** Opening Information given block **

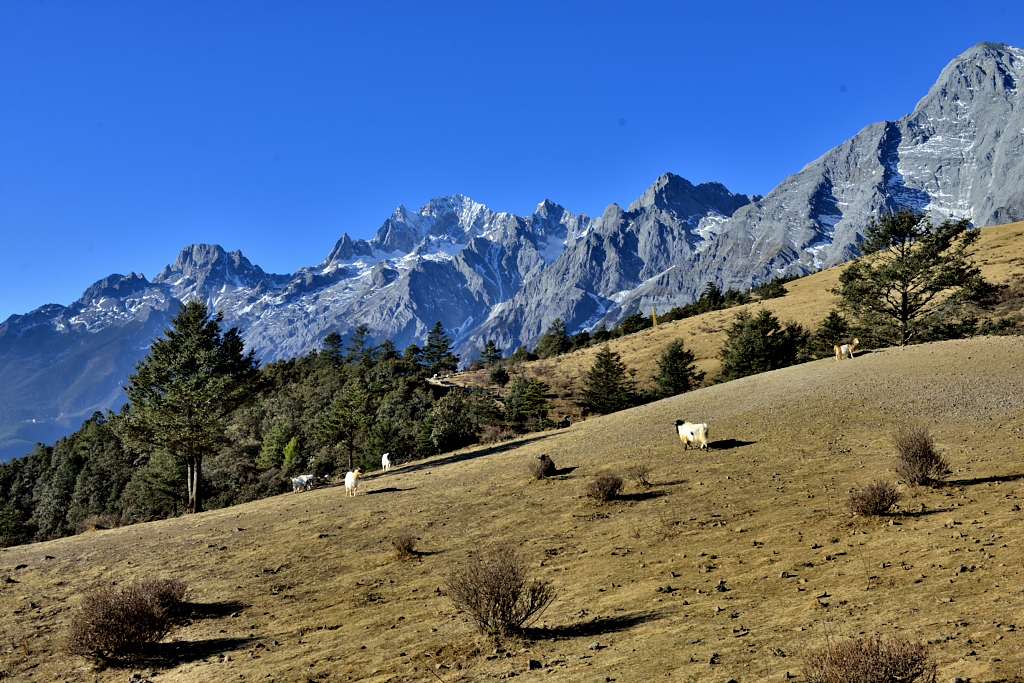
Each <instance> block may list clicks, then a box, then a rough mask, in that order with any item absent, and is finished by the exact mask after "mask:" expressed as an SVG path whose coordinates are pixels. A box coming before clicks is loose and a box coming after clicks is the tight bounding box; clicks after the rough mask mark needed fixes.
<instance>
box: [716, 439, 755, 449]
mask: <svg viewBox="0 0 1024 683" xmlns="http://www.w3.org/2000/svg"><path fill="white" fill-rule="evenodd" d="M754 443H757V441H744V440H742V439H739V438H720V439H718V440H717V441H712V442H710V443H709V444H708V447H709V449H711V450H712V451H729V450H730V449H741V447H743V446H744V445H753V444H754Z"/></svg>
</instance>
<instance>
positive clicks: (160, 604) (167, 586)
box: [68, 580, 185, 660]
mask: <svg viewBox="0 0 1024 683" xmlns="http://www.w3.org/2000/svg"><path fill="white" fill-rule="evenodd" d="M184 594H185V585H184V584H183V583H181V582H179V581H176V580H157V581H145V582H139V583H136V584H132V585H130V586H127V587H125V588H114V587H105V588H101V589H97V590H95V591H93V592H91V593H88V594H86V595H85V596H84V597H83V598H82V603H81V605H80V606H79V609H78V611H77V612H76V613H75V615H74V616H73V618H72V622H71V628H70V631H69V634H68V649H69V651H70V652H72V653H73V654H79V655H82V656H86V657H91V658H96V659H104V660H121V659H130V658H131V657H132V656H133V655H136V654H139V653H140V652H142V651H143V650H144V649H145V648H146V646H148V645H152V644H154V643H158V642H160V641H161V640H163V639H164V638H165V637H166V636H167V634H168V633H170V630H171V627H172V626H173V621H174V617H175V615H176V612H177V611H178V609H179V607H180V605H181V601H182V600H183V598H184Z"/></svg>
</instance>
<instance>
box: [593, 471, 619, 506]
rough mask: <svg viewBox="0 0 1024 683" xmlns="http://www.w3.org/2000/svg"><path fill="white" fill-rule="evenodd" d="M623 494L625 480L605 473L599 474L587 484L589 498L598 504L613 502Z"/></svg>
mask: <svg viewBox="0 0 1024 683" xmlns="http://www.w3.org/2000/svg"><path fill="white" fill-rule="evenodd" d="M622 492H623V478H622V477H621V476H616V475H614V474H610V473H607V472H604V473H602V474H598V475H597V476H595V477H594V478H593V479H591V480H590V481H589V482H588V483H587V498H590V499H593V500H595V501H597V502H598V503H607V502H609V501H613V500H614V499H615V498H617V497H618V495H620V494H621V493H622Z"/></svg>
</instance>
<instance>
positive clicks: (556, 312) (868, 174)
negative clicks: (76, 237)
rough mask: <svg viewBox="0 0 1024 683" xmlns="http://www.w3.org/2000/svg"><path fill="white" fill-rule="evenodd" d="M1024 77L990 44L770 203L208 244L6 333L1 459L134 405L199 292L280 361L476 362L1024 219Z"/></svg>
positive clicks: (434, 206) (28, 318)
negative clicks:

** Closing Information given block **

§ Your task
What is needed is an exact copy of the data, with the pictures removed.

§ Your response
Each <instance> block may list clicks, then a box, then a rough mask, in that order with any item absent, and is finished by the exact mask after "mask:" expressed as an SVG path whose coordinates are pixels. A box coming before clicks is loose and a box coming after clicks is the tight bounding box; clicks after the rough mask mark needed fixes.
<instance>
box: [716, 439, 755, 449]
mask: <svg viewBox="0 0 1024 683" xmlns="http://www.w3.org/2000/svg"><path fill="white" fill-rule="evenodd" d="M754 443H757V441H744V440H742V439H739V438H720V439H718V440H717V441H712V442H710V443H709V444H708V447H709V449H711V450H712V451H729V450H730V449H741V447H743V446H744V445H753V444H754Z"/></svg>
</instance>
<instance>
positive clicks: (160, 604) (167, 586)
box: [68, 580, 185, 660]
mask: <svg viewBox="0 0 1024 683" xmlns="http://www.w3.org/2000/svg"><path fill="white" fill-rule="evenodd" d="M184 594H185V585H184V584H183V583H181V582H179V581H176V580H157V581H145V582H139V583H136V584H132V585H130V586H127V587H125V588H114V587H105V588H101V589H97V590H95V591H93V592H91V593H88V594H86V595H85V596H84V597H83V598H82V603H81V605H80V606H79V609H78V611H77V612H76V613H75V615H74V616H73V618H72V622H71V628H70V631H69V634H68V649H69V651H70V652H72V653H73V654H79V655H82V656H86V657H91V658H96V659H104V660H121V659H130V658H131V657H132V656H133V655H136V654H139V653H140V652H142V651H143V650H144V649H145V648H146V646H148V645H152V644H154V643H158V642H160V641H161V640H163V639H164V638H165V637H166V636H167V634H168V633H170V630H171V627H172V626H173V621H174V617H175V615H176V612H177V611H178V609H179V607H180V605H181V601H182V600H183V598H184Z"/></svg>
</instance>
<instance>
box: [593, 471, 619, 506]
rough mask: <svg viewBox="0 0 1024 683" xmlns="http://www.w3.org/2000/svg"><path fill="white" fill-rule="evenodd" d="M623 494L625 480L605 473L599 474L587 484L589 498L598 504L613 502Z"/></svg>
mask: <svg viewBox="0 0 1024 683" xmlns="http://www.w3.org/2000/svg"><path fill="white" fill-rule="evenodd" d="M622 492H623V478H622V477H621V476H616V475H614V474H610V473H607V472H604V473H602V474H598V475H597V476H595V477H594V478H593V479H591V480H590V481H589V482H588V483H587V498H590V499H593V500H595V501H597V502H598V503H607V502H609V501H613V500H614V499H615V498H617V497H618V495H620V494H621V493H622Z"/></svg>
</instance>
<instance>
positive clicks: (556, 312) (868, 174)
negative clicks: (76, 237)
rough mask: <svg viewBox="0 0 1024 683" xmlns="http://www.w3.org/2000/svg"><path fill="white" fill-rule="evenodd" d="M1024 77L990 44L770 203L208 244L6 333L1 459L134 405L199 292L280 361L476 362L1024 219Z"/></svg>
positive clicks: (434, 206) (28, 318)
negative clicks:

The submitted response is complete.